**Work to complete:** Copy the lines below verbatim, beginning with the line that includes "on the street" and continuing to the end; leave out everything before it.

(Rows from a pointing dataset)
----------
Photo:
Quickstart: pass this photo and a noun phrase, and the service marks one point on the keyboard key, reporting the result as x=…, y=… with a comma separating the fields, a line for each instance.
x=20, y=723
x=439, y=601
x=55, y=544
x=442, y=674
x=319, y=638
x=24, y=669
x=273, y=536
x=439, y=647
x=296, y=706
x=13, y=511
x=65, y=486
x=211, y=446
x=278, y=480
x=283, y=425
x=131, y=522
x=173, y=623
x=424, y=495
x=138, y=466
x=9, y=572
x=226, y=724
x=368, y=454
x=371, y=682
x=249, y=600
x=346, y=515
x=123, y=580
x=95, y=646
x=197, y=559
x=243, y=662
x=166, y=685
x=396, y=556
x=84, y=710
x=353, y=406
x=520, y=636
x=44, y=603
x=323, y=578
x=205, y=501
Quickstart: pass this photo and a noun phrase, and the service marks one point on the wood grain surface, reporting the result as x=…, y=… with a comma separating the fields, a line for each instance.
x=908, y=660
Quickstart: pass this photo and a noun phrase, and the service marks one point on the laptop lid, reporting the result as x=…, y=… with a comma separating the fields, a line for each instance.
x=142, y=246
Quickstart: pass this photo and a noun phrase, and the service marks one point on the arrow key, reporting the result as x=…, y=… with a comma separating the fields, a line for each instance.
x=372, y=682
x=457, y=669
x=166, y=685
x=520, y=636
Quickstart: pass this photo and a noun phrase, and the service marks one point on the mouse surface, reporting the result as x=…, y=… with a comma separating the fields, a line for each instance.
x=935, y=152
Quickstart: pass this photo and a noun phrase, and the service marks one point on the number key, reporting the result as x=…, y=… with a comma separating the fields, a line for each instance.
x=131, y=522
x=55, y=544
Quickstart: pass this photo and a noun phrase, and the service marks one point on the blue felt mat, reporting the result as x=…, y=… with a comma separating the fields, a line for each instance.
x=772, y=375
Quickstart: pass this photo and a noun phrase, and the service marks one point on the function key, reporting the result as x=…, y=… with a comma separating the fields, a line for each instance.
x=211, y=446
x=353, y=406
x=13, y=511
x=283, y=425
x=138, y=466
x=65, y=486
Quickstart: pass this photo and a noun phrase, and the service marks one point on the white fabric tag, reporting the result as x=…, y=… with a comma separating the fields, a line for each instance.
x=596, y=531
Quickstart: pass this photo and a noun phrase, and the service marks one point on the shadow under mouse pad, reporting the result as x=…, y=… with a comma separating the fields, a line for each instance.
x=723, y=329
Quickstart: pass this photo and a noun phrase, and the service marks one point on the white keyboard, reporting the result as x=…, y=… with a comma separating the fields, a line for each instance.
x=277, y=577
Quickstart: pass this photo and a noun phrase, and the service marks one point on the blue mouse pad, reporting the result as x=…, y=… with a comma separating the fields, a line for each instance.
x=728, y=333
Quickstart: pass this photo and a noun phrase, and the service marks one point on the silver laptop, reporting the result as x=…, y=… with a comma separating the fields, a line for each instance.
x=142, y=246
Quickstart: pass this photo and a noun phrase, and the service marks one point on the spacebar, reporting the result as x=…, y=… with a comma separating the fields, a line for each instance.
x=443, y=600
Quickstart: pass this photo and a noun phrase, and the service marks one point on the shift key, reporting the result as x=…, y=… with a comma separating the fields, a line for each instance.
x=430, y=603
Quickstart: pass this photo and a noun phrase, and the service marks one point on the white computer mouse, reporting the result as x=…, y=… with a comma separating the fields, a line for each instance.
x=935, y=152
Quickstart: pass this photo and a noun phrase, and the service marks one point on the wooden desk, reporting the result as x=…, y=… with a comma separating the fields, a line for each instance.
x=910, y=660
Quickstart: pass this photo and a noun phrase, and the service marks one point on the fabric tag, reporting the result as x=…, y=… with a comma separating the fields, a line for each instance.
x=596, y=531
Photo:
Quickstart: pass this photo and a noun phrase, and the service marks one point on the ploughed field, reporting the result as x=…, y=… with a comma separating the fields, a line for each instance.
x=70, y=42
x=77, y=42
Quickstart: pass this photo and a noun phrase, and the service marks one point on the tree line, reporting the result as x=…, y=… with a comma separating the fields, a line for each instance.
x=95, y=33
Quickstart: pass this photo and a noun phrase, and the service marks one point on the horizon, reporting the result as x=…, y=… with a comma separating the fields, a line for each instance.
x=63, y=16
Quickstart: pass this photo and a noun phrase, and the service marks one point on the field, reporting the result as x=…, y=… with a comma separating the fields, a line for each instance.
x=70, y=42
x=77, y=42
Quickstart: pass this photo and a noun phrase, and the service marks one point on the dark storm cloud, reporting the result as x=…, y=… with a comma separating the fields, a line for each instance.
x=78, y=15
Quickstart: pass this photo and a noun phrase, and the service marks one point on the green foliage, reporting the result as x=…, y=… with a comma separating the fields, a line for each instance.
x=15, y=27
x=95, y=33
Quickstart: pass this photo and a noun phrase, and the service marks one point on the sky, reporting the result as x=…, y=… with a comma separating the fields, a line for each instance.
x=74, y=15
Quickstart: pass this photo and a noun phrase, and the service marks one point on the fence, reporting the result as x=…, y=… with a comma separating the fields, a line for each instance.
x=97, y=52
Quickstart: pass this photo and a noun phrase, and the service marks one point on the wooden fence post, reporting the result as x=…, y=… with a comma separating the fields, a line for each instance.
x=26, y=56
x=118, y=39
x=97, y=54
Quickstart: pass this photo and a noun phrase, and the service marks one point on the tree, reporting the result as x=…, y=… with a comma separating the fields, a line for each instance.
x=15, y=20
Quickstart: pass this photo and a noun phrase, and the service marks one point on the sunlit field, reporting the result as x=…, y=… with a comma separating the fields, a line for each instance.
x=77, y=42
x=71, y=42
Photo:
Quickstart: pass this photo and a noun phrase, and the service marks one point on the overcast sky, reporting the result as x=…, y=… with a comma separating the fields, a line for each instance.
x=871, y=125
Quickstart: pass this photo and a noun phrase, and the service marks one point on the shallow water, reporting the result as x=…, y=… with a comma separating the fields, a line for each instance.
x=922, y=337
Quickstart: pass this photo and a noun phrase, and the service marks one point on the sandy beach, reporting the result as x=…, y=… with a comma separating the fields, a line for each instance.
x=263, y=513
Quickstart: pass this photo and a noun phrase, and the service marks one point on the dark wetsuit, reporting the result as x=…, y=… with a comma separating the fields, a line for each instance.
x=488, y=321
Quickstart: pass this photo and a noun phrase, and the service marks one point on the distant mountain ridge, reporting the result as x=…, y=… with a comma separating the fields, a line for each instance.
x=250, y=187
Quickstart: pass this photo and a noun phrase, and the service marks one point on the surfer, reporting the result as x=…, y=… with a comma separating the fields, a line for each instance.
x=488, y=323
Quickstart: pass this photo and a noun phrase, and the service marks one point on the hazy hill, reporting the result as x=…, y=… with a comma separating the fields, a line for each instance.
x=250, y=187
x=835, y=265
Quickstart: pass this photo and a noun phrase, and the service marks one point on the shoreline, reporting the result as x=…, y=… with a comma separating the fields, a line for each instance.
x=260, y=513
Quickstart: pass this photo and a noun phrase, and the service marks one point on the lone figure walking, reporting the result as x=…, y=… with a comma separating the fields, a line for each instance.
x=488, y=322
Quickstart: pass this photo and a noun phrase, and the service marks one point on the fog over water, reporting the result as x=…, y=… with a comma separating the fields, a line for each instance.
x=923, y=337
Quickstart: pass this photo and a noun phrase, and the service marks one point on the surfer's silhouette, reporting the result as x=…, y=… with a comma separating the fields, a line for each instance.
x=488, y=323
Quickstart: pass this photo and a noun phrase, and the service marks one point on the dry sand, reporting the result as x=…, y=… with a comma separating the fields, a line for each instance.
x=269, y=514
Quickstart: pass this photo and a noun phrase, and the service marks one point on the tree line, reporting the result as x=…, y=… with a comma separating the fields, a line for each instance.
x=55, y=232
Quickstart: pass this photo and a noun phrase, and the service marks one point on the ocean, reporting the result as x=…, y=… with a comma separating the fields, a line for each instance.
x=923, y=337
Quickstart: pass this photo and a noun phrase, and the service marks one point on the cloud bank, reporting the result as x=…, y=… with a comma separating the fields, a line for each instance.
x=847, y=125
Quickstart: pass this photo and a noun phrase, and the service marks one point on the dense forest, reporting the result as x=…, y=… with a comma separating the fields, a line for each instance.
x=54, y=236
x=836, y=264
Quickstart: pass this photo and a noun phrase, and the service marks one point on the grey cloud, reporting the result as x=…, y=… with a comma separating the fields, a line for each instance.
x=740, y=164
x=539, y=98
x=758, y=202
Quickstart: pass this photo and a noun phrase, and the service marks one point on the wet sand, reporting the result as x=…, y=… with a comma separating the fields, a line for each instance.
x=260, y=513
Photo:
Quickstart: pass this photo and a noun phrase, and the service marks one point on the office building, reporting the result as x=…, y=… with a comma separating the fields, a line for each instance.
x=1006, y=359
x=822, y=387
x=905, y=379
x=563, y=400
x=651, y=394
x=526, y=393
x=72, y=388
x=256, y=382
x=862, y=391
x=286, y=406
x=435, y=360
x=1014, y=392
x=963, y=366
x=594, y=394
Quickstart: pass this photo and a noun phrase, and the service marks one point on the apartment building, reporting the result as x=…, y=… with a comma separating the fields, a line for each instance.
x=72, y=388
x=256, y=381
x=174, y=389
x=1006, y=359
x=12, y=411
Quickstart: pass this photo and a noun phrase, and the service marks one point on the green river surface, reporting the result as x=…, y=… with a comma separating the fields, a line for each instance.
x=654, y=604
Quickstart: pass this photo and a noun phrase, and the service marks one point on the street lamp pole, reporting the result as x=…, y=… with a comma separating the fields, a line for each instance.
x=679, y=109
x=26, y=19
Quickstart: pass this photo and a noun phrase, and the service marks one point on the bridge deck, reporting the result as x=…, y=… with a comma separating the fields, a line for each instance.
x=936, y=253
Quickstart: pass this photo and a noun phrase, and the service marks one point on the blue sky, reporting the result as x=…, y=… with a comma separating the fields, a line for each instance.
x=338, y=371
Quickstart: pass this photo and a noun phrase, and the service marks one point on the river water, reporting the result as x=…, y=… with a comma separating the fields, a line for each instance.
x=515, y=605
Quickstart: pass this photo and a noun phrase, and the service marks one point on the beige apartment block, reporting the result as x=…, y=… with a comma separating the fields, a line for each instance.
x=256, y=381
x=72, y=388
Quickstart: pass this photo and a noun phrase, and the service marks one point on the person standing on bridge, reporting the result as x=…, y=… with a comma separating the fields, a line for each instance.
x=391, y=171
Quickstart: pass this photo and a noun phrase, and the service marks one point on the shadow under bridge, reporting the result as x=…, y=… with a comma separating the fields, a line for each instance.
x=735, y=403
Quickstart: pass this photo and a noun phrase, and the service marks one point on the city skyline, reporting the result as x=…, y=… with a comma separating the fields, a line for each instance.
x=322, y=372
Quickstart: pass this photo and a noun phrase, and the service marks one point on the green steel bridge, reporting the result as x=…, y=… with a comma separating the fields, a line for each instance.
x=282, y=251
----------
**The solution:**
Quickstart: pass this photo and a noun phrase, and the service marks one point on the street lamp pole, reporting the result as x=…, y=… with a comma separating the fields, a line for each instance.
x=679, y=109
x=26, y=19
Quickstart: pass this photo and a noun phrase, and the service marks one point on the bridge deck, reporting the result as x=…, y=… with a comma separating the fields, a line for each instance.
x=936, y=253
Quickstart: pass this photo and a noun phrase, and the service marks one point on the blue sky, reporting the result as x=…, y=… with a comma separating the fields, a line for each instance.
x=338, y=371
Quickstart: pass this photo and a noun phrase, and the service marks one point on the river water, reporting the result as x=…, y=… with a comma separating the fields, a line for each instance.
x=515, y=605
Quickstart: pass this photo and a noun phrase, and the service marks one point on the beige apartment block, reporting the result as x=…, y=… with a comma separating the fields, a line for each instance.
x=256, y=381
x=72, y=388
Quickstart: pass this photo and a noun phrase, and the service marks one point on the person standing on bridge, reporting the result as x=…, y=… with a comma separating the fields, a line for each instance.
x=391, y=171
Quickstart: pass this photo and a noun phrase, and the service marks one point on the shadow under bridge, reporting the result as x=…, y=… with a comma separating the fields, a line for each instance.
x=735, y=403
Quickstart: pass this photo and a noun phrase, and the service marks one point on the city skyline, reporting the result as x=…, y=… with a comma separating the fields, a line for each instance.
x=322, y=372
Quickstart: pass this photo and a noun phrase, and the service marks one point on the green steel bridge, reporting the result as x=…, y=… with a comma separating the fields, a line for each instance.
x=282, y=251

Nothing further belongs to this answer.